• _Record extracts_:
- - - - -
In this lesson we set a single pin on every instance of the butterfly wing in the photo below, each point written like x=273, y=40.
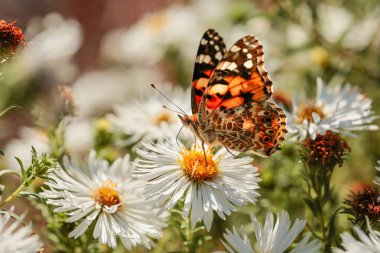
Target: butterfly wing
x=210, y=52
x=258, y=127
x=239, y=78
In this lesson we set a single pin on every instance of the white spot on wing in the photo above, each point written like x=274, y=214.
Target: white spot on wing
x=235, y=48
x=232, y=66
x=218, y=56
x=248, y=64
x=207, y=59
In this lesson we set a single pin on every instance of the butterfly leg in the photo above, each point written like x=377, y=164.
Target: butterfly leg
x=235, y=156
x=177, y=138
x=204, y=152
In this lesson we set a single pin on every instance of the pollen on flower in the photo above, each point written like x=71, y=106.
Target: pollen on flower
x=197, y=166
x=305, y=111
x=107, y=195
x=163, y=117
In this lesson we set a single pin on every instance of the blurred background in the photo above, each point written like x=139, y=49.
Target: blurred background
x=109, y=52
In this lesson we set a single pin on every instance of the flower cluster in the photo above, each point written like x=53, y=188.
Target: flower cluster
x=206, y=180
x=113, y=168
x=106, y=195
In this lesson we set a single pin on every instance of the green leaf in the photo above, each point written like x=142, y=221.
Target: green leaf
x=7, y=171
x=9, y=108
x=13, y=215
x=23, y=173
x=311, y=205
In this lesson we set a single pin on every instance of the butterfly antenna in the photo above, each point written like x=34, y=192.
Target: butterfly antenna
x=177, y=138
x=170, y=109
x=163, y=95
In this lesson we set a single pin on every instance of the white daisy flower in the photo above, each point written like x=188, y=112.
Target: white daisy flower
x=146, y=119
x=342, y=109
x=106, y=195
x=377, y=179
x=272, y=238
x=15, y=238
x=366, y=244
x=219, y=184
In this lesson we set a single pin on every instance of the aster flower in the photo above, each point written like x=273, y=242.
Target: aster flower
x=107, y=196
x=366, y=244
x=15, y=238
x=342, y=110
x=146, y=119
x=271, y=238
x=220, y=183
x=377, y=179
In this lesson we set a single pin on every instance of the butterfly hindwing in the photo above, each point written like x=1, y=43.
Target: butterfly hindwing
- - - - -
• _Task brief_: Copy the data above, from its start through the line containing "x=163, y=117", with the requests included and the pictures left out. Raise every coordinate in the answer points by 104, but leave the sample points inside the requests unchanged.

• _Result of the exercise_:
In this lesson we set a single pin on every instance of the butterfly wing in the photo below, each point written like x=273, y=40.
Target: butterfly wing
x=314, y=156
x=362, y=231
x=343, y=182
In this lesson we set a single pin on every instance of the white spot on wing in the photo above, each point written like x=274, y=214.
Target: white spot on wing
x=339, y=152
x=336, y=170
x=322, y=160
x=352, y=168
x=311, y=163
In this lesson we set a single pin on every instance of the butterfly leg in the photo above, each point written like x=377, y=164.
Target: butterfly leg
x=339, y=260
x=281, y=242
x=308, y=256
In this lesson we set a single pin on every instance of the pollen on flower in the photo above, each point written like x=71, y=106.
Target: pollen on flower
x=301, y=270
x=409, y=215
x=211, y=299
x=267, y=221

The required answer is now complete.